Consignes =>
[A] Pour chaque affirmation, dites si elle concorde avec l'extrait sur la Cisac en répondant par oui ou non et en citant les mots décisifs : (i) la pétition en faveur de l'exception culturelle a été signée par 4.878 artistes et créateurs ; (ii) la Cisac a été créée en 1936 ; (iii) le 1er Panorama des industries culturelles et créatives en France a été commandité à la Sacem.
[B] Donnez la suite de l'extrait sur la Cisac en commençant après sa dernière phrase.

── Extrait choisi

Il prévoit de faire des propositions avec la Cisac dès l’automne 2014, « prochain rendez-vous important pour les cinq prochaines années », après les élections en mai du nouveau Parlement européen et en septembre ou octobre du président de la Commission européen. Ce sera aussi l’occasion pour Jean-Noël Tronc, instigateur du 1er Panorama des industries culturelles et créatives en France commandité à EY (Ernst & Young) et publié en novembre dernier par le lobby culturel France Créative (1), d’en publier un autre portant cette fois sur l’Europe entière – en attendant de faire ensuite
« un panorama mondial ». Fort du succès de la pétition en faveur de « l’exception culturelle » signée au début de l’été dernier par 4.878 artistes et créateurs, essentiellement français (2), il a convaincu le conseil d’administration de la Cisac, réuni à Madrid les 11 et 12 décembre dernier, de lancer une nouvelle offensive de ce type en juin 2015 avec toutes les industries culturelles, « en engageant les artistes et les créatifs dans un combat au niveau mondial ». L’année 2015 correspondra en outre aux dix ans de la signature à Paris de la Convention sur la diversité culturelle que l’Unesco a entrepris d’adapter au numérique (3). La Cisac, créée en 1926 et basée en France
– à Neuilly-sur-Seine comme la Sacem – sera le fer de lance planétaire de ce combat.

────
── Données enregistrées

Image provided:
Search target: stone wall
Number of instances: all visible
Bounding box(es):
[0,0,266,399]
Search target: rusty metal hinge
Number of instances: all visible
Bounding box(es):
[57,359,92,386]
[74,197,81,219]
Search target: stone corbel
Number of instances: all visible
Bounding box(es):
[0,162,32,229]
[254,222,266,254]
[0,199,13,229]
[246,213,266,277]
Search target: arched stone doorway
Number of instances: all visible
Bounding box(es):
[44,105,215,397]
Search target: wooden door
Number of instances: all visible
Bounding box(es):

────
── Données enregistrées

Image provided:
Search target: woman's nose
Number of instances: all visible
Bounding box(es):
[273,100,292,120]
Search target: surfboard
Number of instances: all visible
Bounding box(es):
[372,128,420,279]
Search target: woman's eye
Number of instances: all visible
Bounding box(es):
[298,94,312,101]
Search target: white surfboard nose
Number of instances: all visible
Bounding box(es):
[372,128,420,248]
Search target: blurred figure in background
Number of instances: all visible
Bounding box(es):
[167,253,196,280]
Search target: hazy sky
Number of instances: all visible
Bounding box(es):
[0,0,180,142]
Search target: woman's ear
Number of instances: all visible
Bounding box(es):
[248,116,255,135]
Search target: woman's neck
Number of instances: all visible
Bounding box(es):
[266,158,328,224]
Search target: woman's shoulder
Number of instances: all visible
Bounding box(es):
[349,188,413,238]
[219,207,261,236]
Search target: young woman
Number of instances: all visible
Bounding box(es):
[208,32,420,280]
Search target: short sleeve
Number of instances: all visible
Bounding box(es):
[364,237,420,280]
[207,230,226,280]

────
── Données enregistrées

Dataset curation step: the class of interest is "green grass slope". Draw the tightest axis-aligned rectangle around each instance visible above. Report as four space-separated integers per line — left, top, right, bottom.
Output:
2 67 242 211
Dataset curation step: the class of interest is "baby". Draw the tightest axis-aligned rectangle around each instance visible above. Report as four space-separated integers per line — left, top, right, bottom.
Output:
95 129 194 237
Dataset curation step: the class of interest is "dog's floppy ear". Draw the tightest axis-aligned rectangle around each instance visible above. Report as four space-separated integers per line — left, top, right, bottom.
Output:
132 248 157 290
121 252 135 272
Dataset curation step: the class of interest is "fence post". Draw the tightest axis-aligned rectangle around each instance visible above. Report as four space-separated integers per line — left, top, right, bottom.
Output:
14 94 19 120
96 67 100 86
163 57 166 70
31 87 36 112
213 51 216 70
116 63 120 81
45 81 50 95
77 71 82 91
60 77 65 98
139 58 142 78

────

Corrigé =>
[A]
(i) Oui : « signée au début de l’été dernier par 4.878 artistes et créateurs ».
(ii) Non : « La Cisac, créée en 1926 ».
(iii) Non : « commandité à EY (Ernst & Young) ».

[B]
Mais pour Jean-Noël Tron, il y a urgence car « au rythme où vont les choses, une bonne partie de ce qui fait les industries culturelles aura sauté dans trois à cinq ans au niveau européen » et « si on veut arrêter d’être dans une position défensive, il faut que l’on fasse des propositions ». Parmi les trois à cinq propositions – « pas plus » – qu’il compte porter au niveau européen et mondial figure en tête la copie privée. « La copie privée, c’est l’avenir du sujet du numérique pour tous les Européens. Cela rapporte
500 à 600 millions d’euros par an au niveau européen et cela devrait en rapporter 2 milliards ». A la Sacem, et au Groupement européen des sociétés d’auteurs et compositeurs (Gesac), dont il est vice-président, il a fait de la taxe pour copie privée à l’ère du numérique son cheval de bataille. « Lorsque je suis arrivé à la Sacem, il était à peu près claire que la [rémunération pour] copie privée était morte, alors que c’est le premier vrai système de financement de la culture à partir du numérique, le seul qui vaut la peine que l’on se batte : pas la peine d’inventer de nouveaux impôts, des taxes sur les terminaux connectés », a-t-il plaidé (4). Les industries culturelles, excepté la presse préférant la taxe sur les terminaux connectés préconisée en France par le rapport Lescure, souhaiteraient étendre la taxe copie privée
à Internet, cloud inclus.

Réforme de la directive « DADVSI »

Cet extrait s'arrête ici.